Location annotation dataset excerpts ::
►

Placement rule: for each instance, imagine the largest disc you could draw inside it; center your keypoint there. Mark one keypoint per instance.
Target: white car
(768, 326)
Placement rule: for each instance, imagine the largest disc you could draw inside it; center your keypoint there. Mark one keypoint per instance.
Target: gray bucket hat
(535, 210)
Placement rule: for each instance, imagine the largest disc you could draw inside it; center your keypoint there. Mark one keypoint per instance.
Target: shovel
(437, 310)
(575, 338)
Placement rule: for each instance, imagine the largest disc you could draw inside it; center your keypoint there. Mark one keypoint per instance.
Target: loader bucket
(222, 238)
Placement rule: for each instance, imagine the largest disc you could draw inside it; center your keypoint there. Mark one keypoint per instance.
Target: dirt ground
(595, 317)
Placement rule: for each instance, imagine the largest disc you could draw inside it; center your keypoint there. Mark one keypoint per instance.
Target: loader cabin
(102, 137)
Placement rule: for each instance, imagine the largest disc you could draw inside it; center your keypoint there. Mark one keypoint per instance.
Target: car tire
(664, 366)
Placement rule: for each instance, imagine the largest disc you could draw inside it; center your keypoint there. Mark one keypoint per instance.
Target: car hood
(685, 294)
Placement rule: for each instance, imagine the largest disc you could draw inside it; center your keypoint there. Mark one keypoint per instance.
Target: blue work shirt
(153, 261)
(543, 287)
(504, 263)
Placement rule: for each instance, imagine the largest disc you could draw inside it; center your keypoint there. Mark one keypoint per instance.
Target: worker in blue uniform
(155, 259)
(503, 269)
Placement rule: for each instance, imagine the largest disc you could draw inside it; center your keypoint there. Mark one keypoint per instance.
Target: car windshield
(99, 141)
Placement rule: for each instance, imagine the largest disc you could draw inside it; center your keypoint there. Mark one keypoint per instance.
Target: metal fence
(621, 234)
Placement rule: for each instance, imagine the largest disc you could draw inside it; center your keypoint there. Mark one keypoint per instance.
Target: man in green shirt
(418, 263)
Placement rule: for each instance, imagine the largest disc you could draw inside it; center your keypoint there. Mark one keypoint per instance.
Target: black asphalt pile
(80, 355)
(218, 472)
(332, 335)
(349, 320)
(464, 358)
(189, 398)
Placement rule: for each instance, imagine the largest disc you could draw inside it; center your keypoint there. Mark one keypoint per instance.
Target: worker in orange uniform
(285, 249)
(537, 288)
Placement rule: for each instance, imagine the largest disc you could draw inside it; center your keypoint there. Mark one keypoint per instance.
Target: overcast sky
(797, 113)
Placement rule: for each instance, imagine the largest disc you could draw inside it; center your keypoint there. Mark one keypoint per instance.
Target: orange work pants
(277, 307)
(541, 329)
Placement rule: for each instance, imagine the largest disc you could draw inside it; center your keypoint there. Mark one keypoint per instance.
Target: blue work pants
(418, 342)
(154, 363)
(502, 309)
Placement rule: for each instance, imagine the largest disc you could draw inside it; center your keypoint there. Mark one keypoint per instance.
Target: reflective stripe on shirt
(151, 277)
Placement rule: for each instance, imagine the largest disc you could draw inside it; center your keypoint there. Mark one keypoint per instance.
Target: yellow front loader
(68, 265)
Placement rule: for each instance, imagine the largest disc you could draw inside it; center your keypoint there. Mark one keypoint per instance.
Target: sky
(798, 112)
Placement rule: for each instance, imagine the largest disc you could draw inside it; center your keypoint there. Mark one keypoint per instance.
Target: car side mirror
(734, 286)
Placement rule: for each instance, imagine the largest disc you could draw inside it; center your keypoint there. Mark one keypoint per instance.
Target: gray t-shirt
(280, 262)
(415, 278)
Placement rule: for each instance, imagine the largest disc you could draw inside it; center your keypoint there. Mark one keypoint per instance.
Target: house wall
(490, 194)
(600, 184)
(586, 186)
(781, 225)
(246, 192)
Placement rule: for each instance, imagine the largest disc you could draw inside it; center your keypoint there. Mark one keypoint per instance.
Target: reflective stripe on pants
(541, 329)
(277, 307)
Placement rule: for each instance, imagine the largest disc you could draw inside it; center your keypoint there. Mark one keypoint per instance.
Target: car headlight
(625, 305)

◄

The problem :: Pull out each record as written and restate it exactly.

Final result ::
Placement rule: for each instance, imagine the largest disc you could draw inside it; center your keypoint there. Mark one keypoint per instance.
Target: white car
(768, 326)
Placement rule: for each instance, imagine the largest disc you could draw inside it; center your keypoint there. Mark one keypoint per instance.
Target: gray bucket hat
(535, 210)
Placement rule: for each instance, imagine the largest disc you could draw inside it; center your keypoint there. Mark one keypoint per instance.
Target: shovel
(437, 310)
(575, 338)
Placement rule: for each instance, imagine the largest disc you could draw inside it; center your keypoint there. Mark one keypoint per instance.
Target: loader bucket
(222, 238)
Placement rule: for each instance, imagine the largest disc you could draw inside it; center your keypoint there. Mark one keypoint per instance.
Target: dirt ground
(595, 317)
Placement rule: for each instance, imagine the largest disc you could draw inside it; center your keypoint there. Mark one keypoint per instance.
Target: loader cabin
(102, 137)
Placement rule: for each instance, imagine the largest disc you could draw inside it; center your keypoint there. Mark one keypoint per instance.
Target: car tire
(664, 366)
Placement rule: for each instance, imagine the largest disc you could draw inside it; center your keypoint there. Mark one keypoint per instance.
Target: car hood
(685, 294)
Placement rule: for each instance, imagine the largest disc you could draw inside it; center your keypoint there. Mark one keypoint per instance.
Target: blue work shirt
(153, 261)
(543, 287)
(504, 263)
Placement rule: for each instance, imagine the largest disc you could draw inside it; center your keypoint there. Mark one keypoint per instance.
Target: worker in blue uniform
(155, 259)
(503, 269)
Placement rule: for each instance, imagine the largest disc you could draw inside it; center your keypoint there. Mark one keypoint per instance.
Target: car windshield
(99, 141)
Placement rule: for each instance, imagine the largest disc you could draw inside it; center your keypoint there. Mark one keypoint per instance.
Target: metal fence
(621, 234)
Placement rule: for each instance, imagine the largest disc you could draw inside it; center your keypoint there. Mark one keypoint per instance.
Target: man in green shirt
(418, 263)
Placement rule: for each instance, imagine the largest disc you could draw inside it; center your keypoint there. Mark one keypoint per instance.
Target: black asphalt pile
(80, 355)
(218, 472)
(332, 335)
(349, 320)
(464, 358)
(189, 398)
Placement rule: for each instance, imagine the largest disc you could draw inside it; center your keypoint there. Mark one keypoint per instance.
Target: worker in orange uniform
(285, 249)
(537, 288)
Placement rule: for each instance, imagine the largest disc you could draw inside it; center your keypoint there. Mark one keypoint per instance.
Target: overcast sky
(797, 113)
Placement rule: for each instance, imagine the largest disc you could draw inside it; center your keypoint there. Mark one keypoint per instance.
Target: orange work pants
(277, 307)
(541, 329)
Placement rule: for each instance, imagine the largest disc you could draw inside it; center your keypoint there. Mark one keypoint per instance.
Target: blue work pants
(418, 342)
(154, 363)
(502, 309)
Placement rule: for each instance, imagine the largest disc you could draw inside it; center your keypoint there. Mark one keypoint per instance.
Target: reflective stripe on shirt
(151, 277)
Placement rule: for each instance, imagine the largest disc you could draw inside it; center your keypoint there. Mark one keypoint per instance.
Target: yellow front loader
(68, 265)
Placement rule: for each instance, imagine the largest disc you could draw inside it; center your keypoint there. Mark one keypoint per instance.
Target: sky
(798, 112)
Placement rule: for each instance, imagine the largest disc you could draw inside it; center your keypoint there. Mark one keypoint per instance.
Target: car side mirror
(734, 286)
Placement rule: for each instance, imagine the largest disc you could draw inside it; center your keypoint there. Mark one keypoint per instance.
Target: gray t-shirt
(280, 262)
(415, 278)
Placement rule: for each instance, imagine the largest disc you could draw inside it; center your keypoint there. Mark one keypoint per instance.
Target: house wall
(490, 194)
(600, 184)
(586, 186)
(781, 225)
(246, 192)
Placement rule: for each instance, imagine the largest disc you could draw inside it; center your keypoint there. Mark one keypoint per instance.
Target: reflective stripe on pants
(541, 329)
(277, 307)
Placement rule: for each instance, imagine the largest disc you could draw inside it; center your keypoint there. Mark one keypoint per instance.
Target: car headlight
(625, 305)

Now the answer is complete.